- Listing

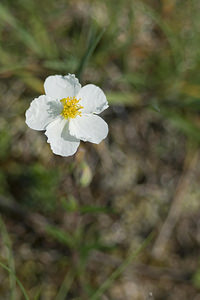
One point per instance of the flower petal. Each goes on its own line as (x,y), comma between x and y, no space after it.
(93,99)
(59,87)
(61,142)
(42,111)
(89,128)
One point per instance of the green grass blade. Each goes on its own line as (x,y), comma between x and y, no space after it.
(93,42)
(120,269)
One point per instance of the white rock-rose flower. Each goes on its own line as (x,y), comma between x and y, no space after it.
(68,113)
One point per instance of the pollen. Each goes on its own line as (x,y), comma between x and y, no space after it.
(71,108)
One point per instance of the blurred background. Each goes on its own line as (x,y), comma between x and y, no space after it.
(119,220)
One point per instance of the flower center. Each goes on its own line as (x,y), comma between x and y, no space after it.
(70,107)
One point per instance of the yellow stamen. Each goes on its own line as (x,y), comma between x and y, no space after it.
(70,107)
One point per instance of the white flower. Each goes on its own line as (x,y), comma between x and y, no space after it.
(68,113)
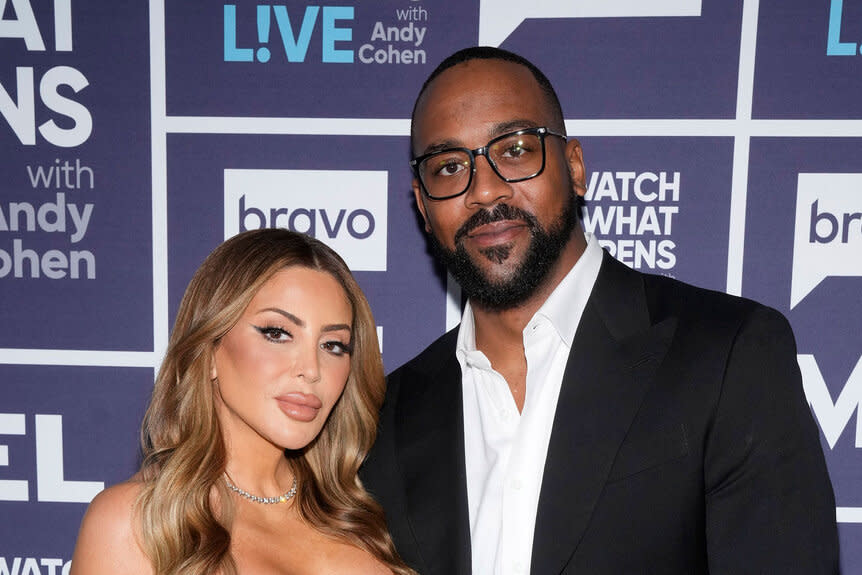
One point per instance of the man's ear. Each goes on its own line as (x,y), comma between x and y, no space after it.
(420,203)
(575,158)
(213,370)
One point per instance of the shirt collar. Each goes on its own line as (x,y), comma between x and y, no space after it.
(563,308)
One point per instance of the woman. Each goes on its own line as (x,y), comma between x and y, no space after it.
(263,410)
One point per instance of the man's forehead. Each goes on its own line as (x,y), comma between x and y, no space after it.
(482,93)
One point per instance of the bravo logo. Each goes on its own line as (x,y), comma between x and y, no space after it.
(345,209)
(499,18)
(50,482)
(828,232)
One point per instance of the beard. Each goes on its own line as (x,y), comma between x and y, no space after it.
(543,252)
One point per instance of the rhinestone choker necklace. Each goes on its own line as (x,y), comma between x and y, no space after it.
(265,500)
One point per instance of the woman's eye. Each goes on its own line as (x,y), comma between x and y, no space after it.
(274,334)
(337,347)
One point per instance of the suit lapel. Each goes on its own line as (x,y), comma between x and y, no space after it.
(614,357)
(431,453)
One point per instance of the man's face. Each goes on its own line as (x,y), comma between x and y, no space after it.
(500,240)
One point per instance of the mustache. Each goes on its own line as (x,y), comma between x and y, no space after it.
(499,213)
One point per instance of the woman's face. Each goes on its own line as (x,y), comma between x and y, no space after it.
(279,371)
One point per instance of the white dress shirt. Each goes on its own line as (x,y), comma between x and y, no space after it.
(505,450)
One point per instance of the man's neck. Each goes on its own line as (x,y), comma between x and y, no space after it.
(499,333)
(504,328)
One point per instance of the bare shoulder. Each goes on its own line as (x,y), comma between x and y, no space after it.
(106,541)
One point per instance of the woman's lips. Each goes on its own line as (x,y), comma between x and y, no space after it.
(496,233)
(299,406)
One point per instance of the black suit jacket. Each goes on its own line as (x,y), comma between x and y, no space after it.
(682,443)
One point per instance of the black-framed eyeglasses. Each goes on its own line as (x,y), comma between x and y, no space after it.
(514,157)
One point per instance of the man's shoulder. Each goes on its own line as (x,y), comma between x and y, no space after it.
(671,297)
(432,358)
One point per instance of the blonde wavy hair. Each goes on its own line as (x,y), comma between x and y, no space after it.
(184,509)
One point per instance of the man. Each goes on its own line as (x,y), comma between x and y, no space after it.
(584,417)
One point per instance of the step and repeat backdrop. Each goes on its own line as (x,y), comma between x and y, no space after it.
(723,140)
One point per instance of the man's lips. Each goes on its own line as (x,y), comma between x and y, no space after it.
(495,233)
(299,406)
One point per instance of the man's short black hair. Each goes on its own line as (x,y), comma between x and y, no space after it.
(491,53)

- What the exercise asks
Copy the listing again from the line with "One point per instance of the blonde" up to and including its last line, keeping the requests, and multiply each answer's x and y coordinates by 0.95. Round each result to a whole number, rounding halves up.

- Answer
One point per instance of the blonde wavy hair. Each goes on its own line as (x,y), comma between x and y, no space after it.
(175,484)
One point per instance of the man. Each goes on its own line as (x,y), comma between x and y, no space after it.
(555,396)
One point per instance of the step and repeat backdrop. Each goes on its own line as (x,y), comma between x and y, no space after it.
(687,133)
One point per instance of the man's lips. Each goes on its own line as (x,y), comma between x and y, no space after it.
(470,221)
(284,386)
One point per instance of the man's short black hair. Each goes on its own line as (x,y), comma between x and y, no space after it.
(466,50)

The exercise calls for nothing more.